Task: Quote precisely the final stretch of the listing: start at the line containing "Where can you see the blue" and stop after the last line.
— begin —
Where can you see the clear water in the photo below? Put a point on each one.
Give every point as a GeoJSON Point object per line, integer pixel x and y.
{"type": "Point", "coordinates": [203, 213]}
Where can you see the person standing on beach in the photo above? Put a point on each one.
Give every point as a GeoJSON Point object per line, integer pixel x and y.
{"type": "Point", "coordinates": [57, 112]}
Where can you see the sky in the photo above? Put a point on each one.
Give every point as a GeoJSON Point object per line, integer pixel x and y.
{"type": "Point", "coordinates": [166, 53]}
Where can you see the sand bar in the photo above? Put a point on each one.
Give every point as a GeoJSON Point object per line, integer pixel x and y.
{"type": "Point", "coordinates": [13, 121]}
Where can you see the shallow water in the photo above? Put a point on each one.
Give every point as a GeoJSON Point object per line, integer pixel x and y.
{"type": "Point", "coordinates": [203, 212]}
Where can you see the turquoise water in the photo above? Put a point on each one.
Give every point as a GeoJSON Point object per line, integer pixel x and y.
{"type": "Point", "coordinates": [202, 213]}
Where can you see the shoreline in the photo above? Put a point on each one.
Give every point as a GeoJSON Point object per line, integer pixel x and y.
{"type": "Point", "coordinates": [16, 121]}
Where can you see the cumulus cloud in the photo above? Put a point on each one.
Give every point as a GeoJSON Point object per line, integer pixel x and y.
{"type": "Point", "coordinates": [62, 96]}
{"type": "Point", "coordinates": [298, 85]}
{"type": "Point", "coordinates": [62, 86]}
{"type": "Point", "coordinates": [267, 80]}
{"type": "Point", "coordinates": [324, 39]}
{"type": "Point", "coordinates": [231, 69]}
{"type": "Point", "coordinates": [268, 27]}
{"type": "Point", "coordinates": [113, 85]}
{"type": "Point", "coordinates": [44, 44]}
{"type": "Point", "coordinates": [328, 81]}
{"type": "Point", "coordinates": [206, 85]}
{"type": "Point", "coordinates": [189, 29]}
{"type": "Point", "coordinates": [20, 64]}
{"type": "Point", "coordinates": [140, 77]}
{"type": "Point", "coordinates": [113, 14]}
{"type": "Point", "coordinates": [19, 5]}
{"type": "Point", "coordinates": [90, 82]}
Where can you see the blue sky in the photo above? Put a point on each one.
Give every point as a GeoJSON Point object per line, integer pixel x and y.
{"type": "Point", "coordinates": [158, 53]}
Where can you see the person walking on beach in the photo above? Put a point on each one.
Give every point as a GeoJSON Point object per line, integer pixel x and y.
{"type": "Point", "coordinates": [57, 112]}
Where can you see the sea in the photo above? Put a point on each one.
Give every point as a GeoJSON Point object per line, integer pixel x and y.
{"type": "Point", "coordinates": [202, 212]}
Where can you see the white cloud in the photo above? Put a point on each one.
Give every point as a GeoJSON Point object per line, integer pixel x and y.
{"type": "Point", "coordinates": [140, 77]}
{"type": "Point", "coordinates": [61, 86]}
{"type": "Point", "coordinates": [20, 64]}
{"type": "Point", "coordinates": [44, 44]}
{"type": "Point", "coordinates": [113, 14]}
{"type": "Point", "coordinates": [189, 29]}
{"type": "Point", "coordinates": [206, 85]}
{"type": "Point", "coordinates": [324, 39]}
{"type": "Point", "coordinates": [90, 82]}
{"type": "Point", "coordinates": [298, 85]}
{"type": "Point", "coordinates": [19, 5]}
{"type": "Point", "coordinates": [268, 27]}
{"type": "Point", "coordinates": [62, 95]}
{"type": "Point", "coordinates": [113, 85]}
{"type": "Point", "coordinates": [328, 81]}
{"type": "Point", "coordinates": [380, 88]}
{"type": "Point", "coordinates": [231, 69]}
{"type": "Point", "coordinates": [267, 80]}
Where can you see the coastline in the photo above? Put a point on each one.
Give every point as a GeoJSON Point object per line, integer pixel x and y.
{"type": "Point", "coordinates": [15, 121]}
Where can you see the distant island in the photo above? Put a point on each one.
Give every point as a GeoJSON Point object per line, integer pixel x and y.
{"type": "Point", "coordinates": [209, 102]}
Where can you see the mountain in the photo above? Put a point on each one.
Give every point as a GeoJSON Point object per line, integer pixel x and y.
— end —
Full answer:
Where can you see the blue sky in the photo above? Put a point on each one.
Give every point as a GeoJSON Point object per line, integer pixel x and y.
{"type": "Point", "coordinates": [158, 53]}
Where can you see the person walking on beach in the photo above? Put a point on each one.
Give every point as a GeoJSON Point object per line, integer pixel x and y.
{"type": "Point", "coordinates": [57, 112]}
Where can you see the sea in the photo above? Put a point on each one.
Give every point as a GeoJSON Point object per line, integer pixel x and y.
{"type": "Point", "coordinates": [202, 212]}
Where can you see the white cloud in the photo above? Put a point on each one.
Give every point as a GeoJSON Point object per line, integer pixel x and y.
{"type": "Point", "coordinates": [140, 77]}
{"type": "Point", "coordinates": [61, 86]}
{"type": "Point", "coordinates": [20, 64]}
{"type": "Point", "coordinates": [44, 44]}
{"type": "Point", "coordinates": [113, 14]}
{"type": "Point", "coordinates": [189, 29]}
{"type": "Point", "coordinates": [206, 85]}
{"type": "Point", "coordinates": [324, 39]}
{"type": "Point", "coordinates": [90, 82]}
{"type": "Point", "coordinates": [298, 85]}
{"type": "Point", "coordinates": [19, 5]}
{"type": "Point", "coordinates": [268, 27]}
{"type": "Point", "coordinates": [62, 95]}
{"type": "Point", "coordinates": [113, 85]}
{"type": "Point", "coordinates": [328, 81]}
{"type": "Point", "coordinates": [380, 88]}
{"type": "Point", "coordinates": [231, 69]}
{"type": "Point", "coordinates": [267, 80]}
Where can you see the coastline in the photo above? Put a point on each one.
Give every point as a GeoJSON Point object per line, integer pixel x and y.
{"type": "Point", "coordinates": [15, 121]}
Where can you see the distant island in the photo above? Put a point on each one.
Give every point as a GeoJSON Point object per line, integer pixel x and y.
{"type": "Point", "coordinates": [209, 102]}
Where can you see the mountain in the photo above? Put a point on each one.
Give every point as a GeoJSON Point object per line, integer pixel x and y.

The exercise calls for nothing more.